-- Material provided follows --

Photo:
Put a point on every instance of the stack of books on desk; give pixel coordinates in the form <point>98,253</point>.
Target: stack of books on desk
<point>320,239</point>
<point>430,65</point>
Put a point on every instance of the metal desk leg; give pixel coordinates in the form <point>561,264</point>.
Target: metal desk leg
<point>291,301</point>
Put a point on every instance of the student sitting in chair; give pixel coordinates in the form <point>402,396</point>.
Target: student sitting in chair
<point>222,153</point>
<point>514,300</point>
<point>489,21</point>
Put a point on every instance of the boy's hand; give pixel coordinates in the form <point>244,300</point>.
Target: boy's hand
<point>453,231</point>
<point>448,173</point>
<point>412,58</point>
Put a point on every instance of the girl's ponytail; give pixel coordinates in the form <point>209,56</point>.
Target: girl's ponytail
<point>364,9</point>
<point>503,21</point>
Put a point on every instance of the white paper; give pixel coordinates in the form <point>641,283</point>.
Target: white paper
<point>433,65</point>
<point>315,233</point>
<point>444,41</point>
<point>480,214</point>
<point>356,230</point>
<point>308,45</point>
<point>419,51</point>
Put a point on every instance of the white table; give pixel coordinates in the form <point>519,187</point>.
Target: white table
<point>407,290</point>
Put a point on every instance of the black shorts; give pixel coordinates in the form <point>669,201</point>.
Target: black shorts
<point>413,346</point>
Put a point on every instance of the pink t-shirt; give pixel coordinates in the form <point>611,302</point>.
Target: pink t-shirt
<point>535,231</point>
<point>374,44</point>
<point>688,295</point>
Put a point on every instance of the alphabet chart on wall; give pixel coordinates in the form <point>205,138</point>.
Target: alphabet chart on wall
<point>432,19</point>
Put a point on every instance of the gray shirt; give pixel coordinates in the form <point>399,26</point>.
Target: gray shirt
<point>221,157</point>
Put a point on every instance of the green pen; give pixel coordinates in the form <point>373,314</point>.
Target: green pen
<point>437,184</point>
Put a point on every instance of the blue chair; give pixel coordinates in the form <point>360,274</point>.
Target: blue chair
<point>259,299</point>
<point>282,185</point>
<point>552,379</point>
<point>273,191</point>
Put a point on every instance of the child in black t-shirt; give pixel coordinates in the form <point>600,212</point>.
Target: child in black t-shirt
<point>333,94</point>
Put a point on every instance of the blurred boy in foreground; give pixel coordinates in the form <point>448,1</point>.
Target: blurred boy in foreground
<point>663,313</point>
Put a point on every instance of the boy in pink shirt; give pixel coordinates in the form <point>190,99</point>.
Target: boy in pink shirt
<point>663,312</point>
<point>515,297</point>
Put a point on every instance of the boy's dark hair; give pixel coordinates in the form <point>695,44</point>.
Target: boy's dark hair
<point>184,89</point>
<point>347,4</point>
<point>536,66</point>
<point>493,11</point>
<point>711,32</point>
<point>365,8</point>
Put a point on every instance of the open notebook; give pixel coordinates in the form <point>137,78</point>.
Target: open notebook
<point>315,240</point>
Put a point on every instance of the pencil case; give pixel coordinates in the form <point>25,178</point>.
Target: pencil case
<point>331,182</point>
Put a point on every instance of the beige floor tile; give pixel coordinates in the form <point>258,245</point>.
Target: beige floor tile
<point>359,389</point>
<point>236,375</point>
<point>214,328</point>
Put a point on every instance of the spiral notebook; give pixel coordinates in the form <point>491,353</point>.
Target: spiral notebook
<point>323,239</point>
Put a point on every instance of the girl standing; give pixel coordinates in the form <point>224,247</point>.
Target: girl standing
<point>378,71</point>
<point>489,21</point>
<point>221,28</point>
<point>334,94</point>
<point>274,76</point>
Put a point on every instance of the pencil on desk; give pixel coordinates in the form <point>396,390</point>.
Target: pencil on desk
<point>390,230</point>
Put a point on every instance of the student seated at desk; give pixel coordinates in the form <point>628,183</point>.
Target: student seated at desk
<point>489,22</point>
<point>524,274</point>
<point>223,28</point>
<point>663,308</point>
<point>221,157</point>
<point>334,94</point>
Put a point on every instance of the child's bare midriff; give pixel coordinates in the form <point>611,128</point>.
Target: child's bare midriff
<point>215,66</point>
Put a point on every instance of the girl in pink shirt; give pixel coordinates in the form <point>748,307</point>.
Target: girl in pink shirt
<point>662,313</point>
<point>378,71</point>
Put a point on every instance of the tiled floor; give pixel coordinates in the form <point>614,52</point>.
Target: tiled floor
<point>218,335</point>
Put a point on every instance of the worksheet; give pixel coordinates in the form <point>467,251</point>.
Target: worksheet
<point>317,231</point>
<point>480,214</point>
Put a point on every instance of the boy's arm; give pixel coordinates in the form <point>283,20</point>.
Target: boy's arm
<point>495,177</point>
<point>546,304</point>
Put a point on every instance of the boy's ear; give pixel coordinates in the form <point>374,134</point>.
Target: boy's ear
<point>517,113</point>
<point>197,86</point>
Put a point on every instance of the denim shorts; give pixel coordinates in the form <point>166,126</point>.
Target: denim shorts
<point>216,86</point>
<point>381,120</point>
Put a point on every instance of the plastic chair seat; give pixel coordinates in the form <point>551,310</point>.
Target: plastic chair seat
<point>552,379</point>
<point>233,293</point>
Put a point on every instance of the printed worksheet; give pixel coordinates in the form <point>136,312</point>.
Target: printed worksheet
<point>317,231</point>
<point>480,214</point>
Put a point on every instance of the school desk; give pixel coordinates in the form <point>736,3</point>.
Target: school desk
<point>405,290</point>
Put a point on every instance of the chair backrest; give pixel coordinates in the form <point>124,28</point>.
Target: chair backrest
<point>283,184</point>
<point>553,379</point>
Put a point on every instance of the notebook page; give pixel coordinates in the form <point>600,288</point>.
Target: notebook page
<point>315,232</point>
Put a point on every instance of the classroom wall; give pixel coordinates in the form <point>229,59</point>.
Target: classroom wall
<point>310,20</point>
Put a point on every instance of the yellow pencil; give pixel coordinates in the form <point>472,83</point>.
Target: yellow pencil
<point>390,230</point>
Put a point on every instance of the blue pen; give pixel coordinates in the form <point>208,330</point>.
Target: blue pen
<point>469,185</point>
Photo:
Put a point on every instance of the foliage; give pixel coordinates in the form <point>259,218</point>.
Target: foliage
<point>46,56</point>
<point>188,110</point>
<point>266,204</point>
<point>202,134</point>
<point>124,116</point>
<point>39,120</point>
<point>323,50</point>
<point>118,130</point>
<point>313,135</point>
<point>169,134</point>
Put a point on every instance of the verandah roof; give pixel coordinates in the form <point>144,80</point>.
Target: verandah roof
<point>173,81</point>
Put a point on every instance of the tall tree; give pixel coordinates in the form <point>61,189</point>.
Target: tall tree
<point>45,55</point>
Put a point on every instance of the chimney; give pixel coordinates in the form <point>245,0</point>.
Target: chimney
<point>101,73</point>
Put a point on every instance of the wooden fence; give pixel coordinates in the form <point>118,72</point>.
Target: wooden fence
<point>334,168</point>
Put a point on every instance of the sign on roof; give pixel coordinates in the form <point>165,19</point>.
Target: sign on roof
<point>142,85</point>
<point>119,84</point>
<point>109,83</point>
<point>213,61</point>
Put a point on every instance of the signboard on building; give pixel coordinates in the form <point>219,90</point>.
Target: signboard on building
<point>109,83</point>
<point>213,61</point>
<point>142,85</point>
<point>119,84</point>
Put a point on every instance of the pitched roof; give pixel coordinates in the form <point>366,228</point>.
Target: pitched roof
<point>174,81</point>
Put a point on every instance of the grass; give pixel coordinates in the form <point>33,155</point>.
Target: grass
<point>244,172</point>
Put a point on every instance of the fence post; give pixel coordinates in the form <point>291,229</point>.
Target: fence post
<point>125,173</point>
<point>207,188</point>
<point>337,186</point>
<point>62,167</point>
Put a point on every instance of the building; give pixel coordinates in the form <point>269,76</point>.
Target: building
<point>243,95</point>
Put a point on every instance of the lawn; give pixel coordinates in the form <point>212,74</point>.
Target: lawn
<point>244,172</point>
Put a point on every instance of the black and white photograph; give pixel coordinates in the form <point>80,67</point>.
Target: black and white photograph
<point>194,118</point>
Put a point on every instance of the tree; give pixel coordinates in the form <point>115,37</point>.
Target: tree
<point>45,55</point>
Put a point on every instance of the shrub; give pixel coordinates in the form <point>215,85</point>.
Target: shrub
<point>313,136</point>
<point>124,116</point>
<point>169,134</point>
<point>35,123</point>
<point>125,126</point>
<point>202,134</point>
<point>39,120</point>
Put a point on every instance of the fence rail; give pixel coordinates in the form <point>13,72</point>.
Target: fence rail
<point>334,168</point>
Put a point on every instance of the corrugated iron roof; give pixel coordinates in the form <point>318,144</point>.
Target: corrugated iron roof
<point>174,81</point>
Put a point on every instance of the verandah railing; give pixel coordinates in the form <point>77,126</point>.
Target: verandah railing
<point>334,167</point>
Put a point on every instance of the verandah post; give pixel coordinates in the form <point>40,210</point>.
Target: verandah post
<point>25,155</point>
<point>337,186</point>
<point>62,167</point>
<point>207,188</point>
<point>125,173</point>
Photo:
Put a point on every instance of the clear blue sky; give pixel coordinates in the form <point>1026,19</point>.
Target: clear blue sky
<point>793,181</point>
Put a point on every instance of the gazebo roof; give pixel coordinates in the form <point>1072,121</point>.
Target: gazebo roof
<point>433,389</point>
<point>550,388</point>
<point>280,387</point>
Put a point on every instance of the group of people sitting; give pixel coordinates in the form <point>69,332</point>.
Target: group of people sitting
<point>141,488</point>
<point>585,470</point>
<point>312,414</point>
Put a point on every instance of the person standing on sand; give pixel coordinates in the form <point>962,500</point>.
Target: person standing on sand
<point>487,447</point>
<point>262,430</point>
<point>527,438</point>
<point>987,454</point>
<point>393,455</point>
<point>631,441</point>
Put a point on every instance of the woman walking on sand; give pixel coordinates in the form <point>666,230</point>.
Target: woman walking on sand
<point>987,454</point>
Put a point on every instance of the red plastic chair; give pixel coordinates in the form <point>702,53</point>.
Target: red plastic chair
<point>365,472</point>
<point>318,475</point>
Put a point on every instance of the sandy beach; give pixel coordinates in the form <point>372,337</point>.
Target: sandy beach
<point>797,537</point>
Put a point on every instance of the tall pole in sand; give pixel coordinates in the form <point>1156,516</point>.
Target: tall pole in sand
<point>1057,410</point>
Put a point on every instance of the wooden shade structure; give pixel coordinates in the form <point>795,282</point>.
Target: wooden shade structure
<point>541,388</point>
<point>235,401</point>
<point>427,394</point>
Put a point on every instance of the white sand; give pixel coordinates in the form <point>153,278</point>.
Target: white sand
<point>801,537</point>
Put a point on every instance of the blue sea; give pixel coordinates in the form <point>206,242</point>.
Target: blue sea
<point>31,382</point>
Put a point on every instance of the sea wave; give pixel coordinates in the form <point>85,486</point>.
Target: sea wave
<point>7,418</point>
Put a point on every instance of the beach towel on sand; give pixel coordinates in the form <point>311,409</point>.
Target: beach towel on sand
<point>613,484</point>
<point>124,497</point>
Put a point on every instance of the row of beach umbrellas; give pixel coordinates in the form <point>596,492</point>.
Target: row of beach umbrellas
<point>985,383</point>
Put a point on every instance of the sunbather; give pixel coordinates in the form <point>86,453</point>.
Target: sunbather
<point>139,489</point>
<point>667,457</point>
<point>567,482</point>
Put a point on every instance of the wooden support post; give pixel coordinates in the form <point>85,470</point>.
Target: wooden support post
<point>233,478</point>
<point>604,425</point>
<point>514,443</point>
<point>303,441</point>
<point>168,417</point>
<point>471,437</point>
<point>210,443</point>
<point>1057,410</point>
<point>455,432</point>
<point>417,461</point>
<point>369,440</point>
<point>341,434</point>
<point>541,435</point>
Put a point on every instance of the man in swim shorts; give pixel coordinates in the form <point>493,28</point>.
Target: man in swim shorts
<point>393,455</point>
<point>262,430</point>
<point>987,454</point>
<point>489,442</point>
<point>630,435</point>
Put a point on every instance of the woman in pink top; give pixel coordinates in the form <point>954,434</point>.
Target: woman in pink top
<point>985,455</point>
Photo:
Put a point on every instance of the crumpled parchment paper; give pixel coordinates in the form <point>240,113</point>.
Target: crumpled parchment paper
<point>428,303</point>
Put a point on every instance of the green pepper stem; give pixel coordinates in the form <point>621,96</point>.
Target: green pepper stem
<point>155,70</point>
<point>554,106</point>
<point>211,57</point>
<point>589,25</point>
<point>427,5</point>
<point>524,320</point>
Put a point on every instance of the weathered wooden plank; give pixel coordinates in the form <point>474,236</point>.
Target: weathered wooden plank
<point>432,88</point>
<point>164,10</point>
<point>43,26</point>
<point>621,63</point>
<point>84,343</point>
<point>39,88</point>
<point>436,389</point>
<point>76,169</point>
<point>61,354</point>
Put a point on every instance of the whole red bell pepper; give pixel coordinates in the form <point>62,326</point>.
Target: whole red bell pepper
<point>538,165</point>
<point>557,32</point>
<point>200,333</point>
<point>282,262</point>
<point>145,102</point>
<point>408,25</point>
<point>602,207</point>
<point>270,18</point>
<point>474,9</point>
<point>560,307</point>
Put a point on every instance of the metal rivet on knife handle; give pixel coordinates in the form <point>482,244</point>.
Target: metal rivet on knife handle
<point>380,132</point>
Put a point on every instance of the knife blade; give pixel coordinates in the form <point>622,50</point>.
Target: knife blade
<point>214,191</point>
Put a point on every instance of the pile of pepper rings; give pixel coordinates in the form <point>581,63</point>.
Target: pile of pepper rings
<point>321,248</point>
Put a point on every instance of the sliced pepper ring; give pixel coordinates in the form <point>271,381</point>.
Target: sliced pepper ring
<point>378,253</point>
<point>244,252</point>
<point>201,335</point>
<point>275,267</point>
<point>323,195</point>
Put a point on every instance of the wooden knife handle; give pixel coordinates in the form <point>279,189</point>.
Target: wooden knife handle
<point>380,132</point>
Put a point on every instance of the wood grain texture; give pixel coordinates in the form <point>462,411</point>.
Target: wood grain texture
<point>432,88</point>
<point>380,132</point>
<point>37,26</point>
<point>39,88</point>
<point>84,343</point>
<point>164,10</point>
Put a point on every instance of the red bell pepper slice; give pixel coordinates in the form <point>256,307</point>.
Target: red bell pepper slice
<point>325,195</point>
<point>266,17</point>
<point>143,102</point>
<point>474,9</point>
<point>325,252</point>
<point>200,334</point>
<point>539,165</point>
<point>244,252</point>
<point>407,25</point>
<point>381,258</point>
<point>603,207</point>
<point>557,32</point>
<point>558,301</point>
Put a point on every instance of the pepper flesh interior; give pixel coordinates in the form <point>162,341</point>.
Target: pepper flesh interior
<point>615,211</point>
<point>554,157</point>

-- Material provided concluded --

# [What the exercise asks]
Could you write out exactly the lines above, starting at the first one and ending with the line that has "Put a point on every instance of the student sitting"?

# [Output below]
Photo:
Put a point on every instance of the stack of books on desk; give pixel coordinates in the form <point>98,253</point>.
Target: stack of books on desk
<point>320,239</point>
<point>430,65</point>
Put a point on every instance of the metal desk leg; give pixel coordinates in the form <point>561,264</point>.
Target: metal desk leg
<point>291,301</point>
Put a point on every instance of the student sitting in chair; give pixel coordinates in the form <point>402,396</point>.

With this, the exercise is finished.